___ Task inputs ___

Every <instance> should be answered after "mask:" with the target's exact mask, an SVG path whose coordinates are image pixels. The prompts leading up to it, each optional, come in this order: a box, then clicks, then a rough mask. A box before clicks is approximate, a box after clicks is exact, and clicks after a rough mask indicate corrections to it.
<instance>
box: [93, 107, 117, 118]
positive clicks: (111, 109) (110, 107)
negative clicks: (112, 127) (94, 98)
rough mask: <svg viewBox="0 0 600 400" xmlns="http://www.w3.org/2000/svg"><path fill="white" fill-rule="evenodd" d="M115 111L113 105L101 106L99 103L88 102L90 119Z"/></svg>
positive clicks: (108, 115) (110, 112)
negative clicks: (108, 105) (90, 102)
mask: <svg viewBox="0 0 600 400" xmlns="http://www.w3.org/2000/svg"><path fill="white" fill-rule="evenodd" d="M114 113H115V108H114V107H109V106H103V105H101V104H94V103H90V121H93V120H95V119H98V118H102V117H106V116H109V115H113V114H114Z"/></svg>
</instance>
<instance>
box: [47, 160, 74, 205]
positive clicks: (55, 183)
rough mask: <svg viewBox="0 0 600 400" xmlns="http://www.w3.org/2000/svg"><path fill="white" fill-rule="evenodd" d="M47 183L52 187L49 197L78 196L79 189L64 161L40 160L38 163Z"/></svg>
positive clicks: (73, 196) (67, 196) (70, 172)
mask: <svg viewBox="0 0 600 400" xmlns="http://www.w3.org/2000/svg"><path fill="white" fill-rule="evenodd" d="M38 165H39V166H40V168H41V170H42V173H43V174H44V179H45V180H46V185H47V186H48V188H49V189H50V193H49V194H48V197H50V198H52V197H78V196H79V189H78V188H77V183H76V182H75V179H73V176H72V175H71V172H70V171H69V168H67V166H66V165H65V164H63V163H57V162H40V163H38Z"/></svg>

___

Would you transcribe the whole listing, keeping every character the same?

Every <instance> should be answered after "mask:" with the target's exact mask, an SVG path whose coordinates are image pixels. The prompts leading up to it, each optional, come in this order: a box, then clicks, then a rough mask. A box before clicks is approximate, a box after clicks is exact, and clicks after a rough mask indicate corrections to it.
<instance>
box: [93, 107, 117, 118]
positive clicks: (111, 109) (110, 107)
negative clicks: (112, 127) (94, 98)
rough mask: <svg viewBox="0 0 600 400" xmlns="http://www.w3.org/2000/svg"><path fill="white" fill-rule="evenodd" d="M115 111L113 105L101 106L99 103L88 102L90 119Z"/></svg>
positive clicks: (108, 115) (110, 112)
negative clicks: (108, 105) (90, 102)
mask: <svg viewBox="0 0 600 400" xmlns="http://www.w3.org/2000/svg"><path fill="white" fill-rule="evenodd" d="M114 113H115V108H114V107H109V106H103V105H101V104H94V103H90V121H93V120H95V119H98V118H102V117H106V116H109V115H113V114H114Z"/></svg>
</instance>
<instance>
box: [47, 160, 74, 205]
positive clicks: (55, 183)
rough mask: <svg viewBox="0 0 600 400" xmlns="http://www.w3.org/2000/svg"><path fill="white" fill-rule="evenodd" d="M47 183L52 187L49 197L78 196L79 189L64 161L40 160L38 163Z"/></svg>
positive clicks: (73, 196) (67, 196) (70, 172)
mask: <svg viewBox="0 0 600 400" xmlns="http://www.w3.org/2000/svg"><path fill="white" fill-rule="evenodd" d="M38 165H39V166H40V168H41V170H42V173H43V174H44V179H45V180H46V185H47V186H48V188H49V189H50V193H49V194H48V197H50V198H52V197H78V196H79V189H78V188H77V183H76V182H75V179H73V176H72V175H71V172H70V171H69V168H67V166H66V165H65V164H63V163H57V162H40V163H38Z"/></svg>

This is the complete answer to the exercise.